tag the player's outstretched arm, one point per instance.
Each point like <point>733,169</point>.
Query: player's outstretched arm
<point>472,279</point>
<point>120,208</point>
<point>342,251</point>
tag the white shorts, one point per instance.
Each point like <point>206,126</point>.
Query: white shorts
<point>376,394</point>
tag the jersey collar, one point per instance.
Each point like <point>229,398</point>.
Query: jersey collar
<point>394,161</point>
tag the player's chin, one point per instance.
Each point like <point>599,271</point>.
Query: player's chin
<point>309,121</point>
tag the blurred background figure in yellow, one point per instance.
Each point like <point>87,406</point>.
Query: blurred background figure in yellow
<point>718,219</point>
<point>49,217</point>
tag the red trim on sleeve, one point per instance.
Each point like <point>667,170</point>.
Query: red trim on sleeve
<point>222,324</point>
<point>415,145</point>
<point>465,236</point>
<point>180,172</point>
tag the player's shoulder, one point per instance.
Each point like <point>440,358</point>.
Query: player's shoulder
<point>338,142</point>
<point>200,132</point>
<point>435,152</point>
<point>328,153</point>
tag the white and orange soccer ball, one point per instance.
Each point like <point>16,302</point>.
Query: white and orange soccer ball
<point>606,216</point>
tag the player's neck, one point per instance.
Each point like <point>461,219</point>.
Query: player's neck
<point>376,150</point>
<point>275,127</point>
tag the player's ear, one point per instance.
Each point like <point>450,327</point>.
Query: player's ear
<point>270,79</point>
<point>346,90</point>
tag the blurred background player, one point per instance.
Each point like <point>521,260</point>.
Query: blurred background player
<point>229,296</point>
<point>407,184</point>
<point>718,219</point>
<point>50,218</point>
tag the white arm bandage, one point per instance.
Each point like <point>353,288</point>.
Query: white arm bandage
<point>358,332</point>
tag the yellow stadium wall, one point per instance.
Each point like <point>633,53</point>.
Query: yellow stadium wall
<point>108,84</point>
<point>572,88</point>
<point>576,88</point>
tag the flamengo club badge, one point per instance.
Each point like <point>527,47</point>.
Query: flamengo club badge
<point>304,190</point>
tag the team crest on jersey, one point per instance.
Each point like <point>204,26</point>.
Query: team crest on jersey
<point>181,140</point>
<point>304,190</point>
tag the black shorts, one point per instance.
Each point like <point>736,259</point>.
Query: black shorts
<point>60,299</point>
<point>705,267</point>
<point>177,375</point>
== == ==
In the entries above, find the line with "tag the blurred background player, one" and the line with "Each point like <point>736,259</point>.", then set down exactly those two and every line between them, nothing else.

ANSWER TO THIS TASK ::
tag the blurred background player, one point per instance.
Each point like <point>521,260</point>.
Query: blurred background player
<point>229,296</point>
<point>407,184</point>
<point>718,219</point>
<point>50,218</point>
tag the white arm bandage, one point per instance.
Each point like <point>353,288</point>.
Query: white arm bandage
<point>358,332</point>
tag the yellow stadium wall, one point per instance.
Each point like <point>633,53</point>.
Query: yellow stadium wall
<point>108,84</point>
<point>572,88</point>
<point>576,88</point>
tag the flamengo club badge, one point per instance.
Each point like <point>527,47</point>.
Query: flamengo club badge
<point>304,190</point>
tag the team crest on jersey, one point per instance.
Each point like <point>204,26</point>.
Query: team crest on jersey
<point>181,140</point>
<point>304,190</point>
tag the black shorts, one point per instance.
Each point like <point>736,259</point>.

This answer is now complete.